### Exercise directions
Reproduce the lines below from the one that contains "Target: blue signboard with hindi text" through the end, inclusive, and add nothing.

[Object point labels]
## begin

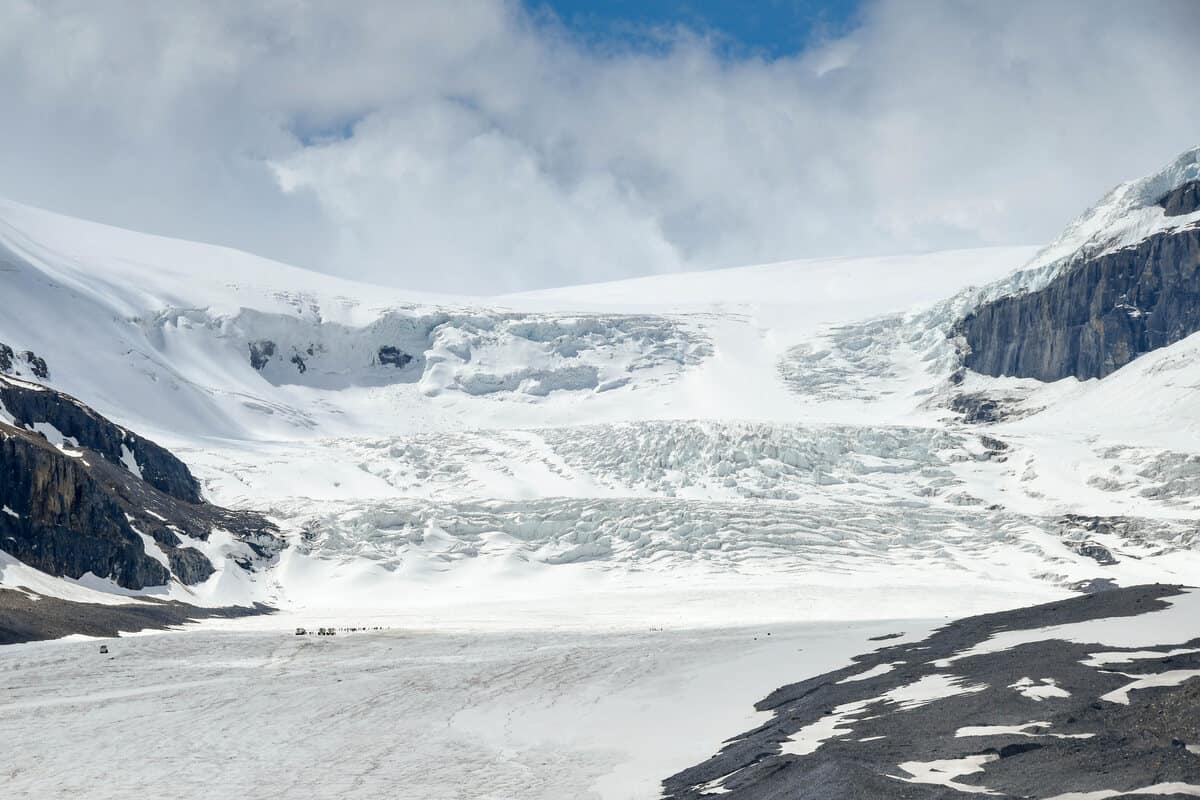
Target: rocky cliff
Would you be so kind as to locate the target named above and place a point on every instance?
(101, 499)
(1101, 313)
(31, 404)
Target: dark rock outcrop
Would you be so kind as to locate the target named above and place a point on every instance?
(70, 511)
(34, 619)
(864, 723)
(36, 364)
(30, 404)
(1183, 199)
(1095, 318)
(261, 352)
(394, 356)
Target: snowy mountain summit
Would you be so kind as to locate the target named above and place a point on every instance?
(786, 425)
(795, 444)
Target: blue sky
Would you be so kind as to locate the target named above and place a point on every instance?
(461, 148)
(763, 28)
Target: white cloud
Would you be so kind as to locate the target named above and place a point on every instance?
(466, 148)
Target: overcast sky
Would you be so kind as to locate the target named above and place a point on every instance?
(480, 146)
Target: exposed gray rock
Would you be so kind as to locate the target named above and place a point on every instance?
(30, 404)
(69, 513)
(1096, 317)
(261, 352)
(1183, 199)
(394, 356)
(1108, 746)
(33, 619)
(36, 364)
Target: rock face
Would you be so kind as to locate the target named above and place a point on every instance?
(1182, 200)
(30, 404)
(70, 509)
(1097, 317)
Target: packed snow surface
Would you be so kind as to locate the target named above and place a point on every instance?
(573, 512)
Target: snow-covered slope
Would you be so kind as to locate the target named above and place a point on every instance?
(778, 434)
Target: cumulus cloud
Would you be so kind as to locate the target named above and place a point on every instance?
(474, 148)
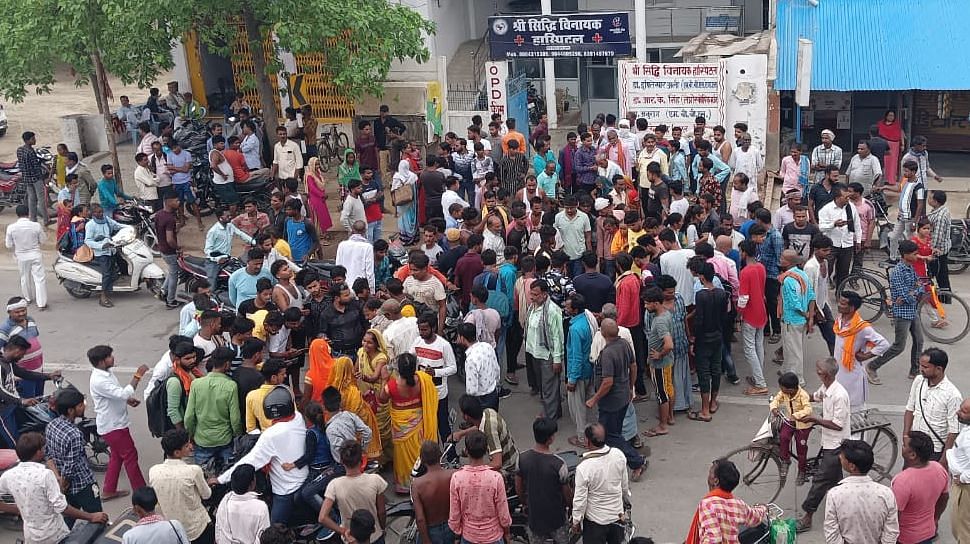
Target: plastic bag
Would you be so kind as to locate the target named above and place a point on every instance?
(782, 531)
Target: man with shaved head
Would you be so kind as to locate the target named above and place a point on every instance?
(797, 295)
(401, 332)
(614, 374)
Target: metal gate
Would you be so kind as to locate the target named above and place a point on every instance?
(519, 103)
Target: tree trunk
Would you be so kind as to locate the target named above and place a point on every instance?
(100, 84)
(264, 87)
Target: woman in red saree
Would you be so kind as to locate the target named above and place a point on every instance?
(891, 130)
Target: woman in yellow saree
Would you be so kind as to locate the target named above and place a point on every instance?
(414, 415)
(343, 378)
(372, 358)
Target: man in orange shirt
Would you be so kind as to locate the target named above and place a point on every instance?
(512, 135)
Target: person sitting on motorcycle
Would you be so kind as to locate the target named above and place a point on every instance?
(37, 494)
(283, 442)
(501, 448)
(13, 351)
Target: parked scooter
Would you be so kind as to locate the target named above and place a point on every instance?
(135, 265)
(141, 217)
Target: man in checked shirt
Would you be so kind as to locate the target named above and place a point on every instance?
(33, 178)
(65, 447)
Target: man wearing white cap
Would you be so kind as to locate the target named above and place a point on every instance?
(824, 155)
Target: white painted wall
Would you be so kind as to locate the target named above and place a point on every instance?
(755, 112)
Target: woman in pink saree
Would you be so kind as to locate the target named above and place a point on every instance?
(891, 130)
(317, 199)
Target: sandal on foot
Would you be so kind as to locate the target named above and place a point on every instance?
(696, 416)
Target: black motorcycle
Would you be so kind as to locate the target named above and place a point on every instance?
(142, 218)
(193, 137)
(35, 419)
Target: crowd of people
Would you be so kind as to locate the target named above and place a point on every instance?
(625, 267)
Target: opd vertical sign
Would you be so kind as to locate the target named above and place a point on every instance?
(496, 76)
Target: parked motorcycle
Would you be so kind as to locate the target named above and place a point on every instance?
(142, 217)
(36, 418)
(193, 268)
(135, 265)
(193, 137)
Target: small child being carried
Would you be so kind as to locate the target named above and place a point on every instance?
(793, 404)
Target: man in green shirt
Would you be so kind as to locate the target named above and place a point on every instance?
(660, 341)
(544, 346)
(212, 415)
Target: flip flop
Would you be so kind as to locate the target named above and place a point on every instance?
(696, 416)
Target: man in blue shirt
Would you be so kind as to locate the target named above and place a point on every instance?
(300, 234)
(97, 235)
(109, 194)
(218, 244)
(905, 290)
(242, 282)
(180, 166)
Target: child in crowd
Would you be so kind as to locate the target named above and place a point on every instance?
(792, 404)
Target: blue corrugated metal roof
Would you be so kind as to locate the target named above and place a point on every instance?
(876, 45)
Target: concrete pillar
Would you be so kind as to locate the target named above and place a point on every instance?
(549, 66)
(640, 28)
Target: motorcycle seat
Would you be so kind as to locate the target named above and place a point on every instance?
(253, 186)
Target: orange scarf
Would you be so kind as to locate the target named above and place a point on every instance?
(848, 331)
(802, 286)
(694, 535)
(321, 364)
(185, 378)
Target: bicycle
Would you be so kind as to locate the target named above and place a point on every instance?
(871, 284)
(330, 146)
(760, 464)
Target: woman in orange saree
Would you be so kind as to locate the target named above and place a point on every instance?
(343, 378)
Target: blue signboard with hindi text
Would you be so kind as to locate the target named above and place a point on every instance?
(560, 35)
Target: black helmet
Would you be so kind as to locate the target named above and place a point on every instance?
(278, 403)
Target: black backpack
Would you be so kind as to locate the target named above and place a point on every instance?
(157, 407)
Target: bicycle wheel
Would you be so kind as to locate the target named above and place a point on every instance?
(957, 319)
(872, 291)
(343, 142)
(760, 469)
(885, 448)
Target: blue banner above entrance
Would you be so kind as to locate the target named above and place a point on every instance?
(549, 36)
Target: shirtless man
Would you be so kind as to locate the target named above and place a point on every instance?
(431, 494)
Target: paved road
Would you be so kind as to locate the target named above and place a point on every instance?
(664, 501)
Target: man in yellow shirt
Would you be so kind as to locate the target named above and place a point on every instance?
(274, 373)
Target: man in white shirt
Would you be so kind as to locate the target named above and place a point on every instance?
(242, 515)
(37, 495)
(859, 509)
(111, 402)
(181, 487)
(281, 444)
(146, 182)
(602, 486)
(933, 404)
(401, 332)
(287, 157)
(356, 254)
(834, 427)
(435, 356)
(450, 196)
(958, 463)
(864, 167)
(25, 237)
(839, 220)
(482, 370)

## end

### Answer to the task
Target: blue signboard with hindi text
Would you be so kind as to locate the target named above and place a point on every instance?
(560, 35)
Target: black helmet
Would you be so kind as to locate the target named above and place a point on every instance?
(278, 403)
Target: black backpack
Would you be so kind as to locate the target named above and place a point on every instance?
(157, 407)
Target: bicycle wheel
Would you be so kind as to locate the target named above and place a point on every instance?
(957, 319)
(872, 291)
(343, 142)
(760, 469)
(885, 448)
Target: blue banner above entrance
Would you be so kind as to locate the target named above and place a point on every instance?
(549, 36)
Target: shirtless man
Would you be so kind as to locate the target named above and place a point on every instance?
(431, 494)
Target: paved road
Would you be so kind as to locate the target named above and place a point on every instance?
(664, 501)
Target: man in yellow shirt
Would you be so kind as to locate the target named above and place a point on every instance?
(274, 373)
Target: man in white shirt
Would you be so kind as to locate the target named above and place a point on every instance?
(242, 515)
(37, 495)
(859, 509)
(111, 402)
(181, 487)
(281, 444)
(146, 182)
(602, 486)
(933, 404)
(401, 332)
(287, 157)
(356, 254)
(834, 427)
(435, 356)
(450, 196)
(958, 463)
(864, 167)
(25, 237)
(839, 220)
(482, 370)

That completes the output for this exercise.